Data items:
■ ■ ■

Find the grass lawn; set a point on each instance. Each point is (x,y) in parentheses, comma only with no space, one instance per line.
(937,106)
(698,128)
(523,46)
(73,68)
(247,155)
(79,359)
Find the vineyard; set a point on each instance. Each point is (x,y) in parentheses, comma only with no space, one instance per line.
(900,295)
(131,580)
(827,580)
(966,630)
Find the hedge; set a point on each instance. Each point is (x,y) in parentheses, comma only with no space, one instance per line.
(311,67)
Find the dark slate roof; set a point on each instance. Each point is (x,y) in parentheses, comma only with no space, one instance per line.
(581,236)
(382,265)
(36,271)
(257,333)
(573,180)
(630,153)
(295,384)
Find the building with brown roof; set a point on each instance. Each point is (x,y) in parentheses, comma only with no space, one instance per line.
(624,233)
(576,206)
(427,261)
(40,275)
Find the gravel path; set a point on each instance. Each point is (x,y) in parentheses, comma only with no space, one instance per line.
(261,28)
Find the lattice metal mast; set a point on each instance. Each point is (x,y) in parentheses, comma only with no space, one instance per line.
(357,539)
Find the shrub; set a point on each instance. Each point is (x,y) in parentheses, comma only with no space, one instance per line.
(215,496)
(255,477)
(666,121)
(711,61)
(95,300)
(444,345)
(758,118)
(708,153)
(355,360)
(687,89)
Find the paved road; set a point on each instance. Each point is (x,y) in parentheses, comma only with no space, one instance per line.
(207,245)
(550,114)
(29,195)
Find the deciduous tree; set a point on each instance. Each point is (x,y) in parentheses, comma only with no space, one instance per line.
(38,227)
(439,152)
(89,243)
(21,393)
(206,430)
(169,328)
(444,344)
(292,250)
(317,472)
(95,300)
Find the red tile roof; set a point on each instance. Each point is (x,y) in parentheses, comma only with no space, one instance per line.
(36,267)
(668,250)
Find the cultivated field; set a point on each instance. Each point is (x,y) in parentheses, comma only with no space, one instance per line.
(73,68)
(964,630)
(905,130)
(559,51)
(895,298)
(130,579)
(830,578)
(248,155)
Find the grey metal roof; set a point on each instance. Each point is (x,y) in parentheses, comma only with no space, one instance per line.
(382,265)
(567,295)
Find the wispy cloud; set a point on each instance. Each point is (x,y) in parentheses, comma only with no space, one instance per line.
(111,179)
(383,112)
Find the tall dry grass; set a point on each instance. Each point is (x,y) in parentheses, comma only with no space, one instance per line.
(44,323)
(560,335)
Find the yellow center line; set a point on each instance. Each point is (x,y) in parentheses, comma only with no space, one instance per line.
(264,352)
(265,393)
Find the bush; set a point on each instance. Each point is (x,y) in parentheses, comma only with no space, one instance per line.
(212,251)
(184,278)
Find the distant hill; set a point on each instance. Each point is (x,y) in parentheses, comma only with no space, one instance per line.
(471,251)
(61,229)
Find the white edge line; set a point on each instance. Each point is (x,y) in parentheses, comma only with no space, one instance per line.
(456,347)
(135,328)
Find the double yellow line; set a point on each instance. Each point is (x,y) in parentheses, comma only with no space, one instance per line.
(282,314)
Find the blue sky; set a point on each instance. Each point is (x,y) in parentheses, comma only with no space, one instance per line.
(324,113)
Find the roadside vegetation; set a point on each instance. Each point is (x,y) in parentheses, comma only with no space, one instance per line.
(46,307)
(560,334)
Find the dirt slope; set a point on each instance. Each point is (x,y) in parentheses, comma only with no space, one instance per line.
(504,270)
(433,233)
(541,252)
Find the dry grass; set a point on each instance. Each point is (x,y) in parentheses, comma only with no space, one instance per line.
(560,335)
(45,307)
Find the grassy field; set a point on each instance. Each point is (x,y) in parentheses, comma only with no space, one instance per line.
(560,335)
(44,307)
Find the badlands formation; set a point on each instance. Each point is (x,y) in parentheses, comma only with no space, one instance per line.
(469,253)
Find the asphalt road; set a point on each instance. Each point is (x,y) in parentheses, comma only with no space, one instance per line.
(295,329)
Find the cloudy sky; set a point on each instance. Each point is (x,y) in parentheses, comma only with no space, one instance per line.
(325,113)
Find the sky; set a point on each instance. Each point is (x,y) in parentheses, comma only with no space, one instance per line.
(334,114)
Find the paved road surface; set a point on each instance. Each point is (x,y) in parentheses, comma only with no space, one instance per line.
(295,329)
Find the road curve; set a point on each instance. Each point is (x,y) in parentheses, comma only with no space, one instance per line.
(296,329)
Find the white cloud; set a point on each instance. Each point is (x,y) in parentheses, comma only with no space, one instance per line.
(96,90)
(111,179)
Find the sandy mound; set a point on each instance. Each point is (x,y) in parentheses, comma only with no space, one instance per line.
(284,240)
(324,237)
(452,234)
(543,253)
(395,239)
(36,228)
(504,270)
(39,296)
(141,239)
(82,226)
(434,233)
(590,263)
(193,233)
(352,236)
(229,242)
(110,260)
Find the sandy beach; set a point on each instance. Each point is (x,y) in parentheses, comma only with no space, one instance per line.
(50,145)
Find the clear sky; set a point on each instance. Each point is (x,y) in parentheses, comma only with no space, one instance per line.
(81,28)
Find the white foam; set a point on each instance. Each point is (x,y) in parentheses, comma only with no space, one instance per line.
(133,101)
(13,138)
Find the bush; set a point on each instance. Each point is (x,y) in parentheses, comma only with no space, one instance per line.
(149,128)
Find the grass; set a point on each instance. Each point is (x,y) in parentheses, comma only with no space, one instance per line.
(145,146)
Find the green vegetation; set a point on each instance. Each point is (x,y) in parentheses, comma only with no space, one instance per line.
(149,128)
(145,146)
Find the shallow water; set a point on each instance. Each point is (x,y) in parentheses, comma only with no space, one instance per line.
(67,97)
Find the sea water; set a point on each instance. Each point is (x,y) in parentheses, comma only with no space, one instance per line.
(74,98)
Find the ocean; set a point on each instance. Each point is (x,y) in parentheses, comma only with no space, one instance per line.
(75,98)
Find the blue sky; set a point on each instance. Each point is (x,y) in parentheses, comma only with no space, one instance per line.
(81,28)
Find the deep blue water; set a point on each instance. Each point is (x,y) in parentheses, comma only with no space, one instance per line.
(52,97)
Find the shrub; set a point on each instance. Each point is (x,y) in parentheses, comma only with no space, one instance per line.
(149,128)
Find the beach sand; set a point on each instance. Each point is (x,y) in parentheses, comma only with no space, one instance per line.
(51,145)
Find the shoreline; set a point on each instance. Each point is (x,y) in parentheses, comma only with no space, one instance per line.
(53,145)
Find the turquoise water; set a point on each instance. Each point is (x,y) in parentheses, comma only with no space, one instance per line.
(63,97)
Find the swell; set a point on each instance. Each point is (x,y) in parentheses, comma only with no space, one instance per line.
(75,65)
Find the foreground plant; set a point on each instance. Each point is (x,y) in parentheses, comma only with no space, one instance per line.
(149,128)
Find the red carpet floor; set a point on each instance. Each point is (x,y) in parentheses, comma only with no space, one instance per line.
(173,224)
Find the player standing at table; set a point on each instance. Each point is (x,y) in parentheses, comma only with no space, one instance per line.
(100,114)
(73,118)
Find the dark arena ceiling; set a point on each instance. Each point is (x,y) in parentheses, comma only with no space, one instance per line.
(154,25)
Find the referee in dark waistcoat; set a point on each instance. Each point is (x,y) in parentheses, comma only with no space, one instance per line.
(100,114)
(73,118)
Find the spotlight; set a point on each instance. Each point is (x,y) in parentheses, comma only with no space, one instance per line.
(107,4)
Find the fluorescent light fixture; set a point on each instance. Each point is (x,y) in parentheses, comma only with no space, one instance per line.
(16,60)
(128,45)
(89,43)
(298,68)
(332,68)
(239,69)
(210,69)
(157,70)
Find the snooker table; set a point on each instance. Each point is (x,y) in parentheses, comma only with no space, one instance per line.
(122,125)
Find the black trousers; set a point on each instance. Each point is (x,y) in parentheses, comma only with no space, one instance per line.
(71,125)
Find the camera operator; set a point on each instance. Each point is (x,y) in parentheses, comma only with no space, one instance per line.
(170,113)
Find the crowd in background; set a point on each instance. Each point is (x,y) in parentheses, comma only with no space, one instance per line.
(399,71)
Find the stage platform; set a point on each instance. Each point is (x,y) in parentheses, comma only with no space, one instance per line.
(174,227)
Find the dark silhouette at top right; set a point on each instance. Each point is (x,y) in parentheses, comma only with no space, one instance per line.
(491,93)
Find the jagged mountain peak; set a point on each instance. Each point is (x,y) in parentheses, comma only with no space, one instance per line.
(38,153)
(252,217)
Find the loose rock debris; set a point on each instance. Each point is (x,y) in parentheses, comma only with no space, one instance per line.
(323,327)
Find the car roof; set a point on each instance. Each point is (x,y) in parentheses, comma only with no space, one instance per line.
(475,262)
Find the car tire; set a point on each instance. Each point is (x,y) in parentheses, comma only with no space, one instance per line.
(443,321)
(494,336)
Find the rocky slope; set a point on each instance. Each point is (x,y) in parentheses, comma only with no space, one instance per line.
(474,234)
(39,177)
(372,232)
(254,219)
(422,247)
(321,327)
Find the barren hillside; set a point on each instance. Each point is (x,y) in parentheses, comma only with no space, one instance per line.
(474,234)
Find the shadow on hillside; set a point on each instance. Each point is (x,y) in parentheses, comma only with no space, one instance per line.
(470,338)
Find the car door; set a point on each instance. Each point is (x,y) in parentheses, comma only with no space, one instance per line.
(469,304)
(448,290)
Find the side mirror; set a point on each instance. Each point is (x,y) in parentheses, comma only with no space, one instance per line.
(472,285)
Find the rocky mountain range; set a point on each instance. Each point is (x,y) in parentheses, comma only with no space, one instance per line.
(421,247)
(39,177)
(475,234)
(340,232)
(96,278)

■ ■ ■

[Your task] Could you give again exactly the lines from the line containing "Find the rocky mountain" through the final line of the data above, and no others?

[Solution below]
Find the rocky mountain range; set a point on each instance. Each point is (x,y) in parentheses, comma only with no space, one instance per line.
(421,247)
(39,177)
(475,234)
(340,232)
(96,278)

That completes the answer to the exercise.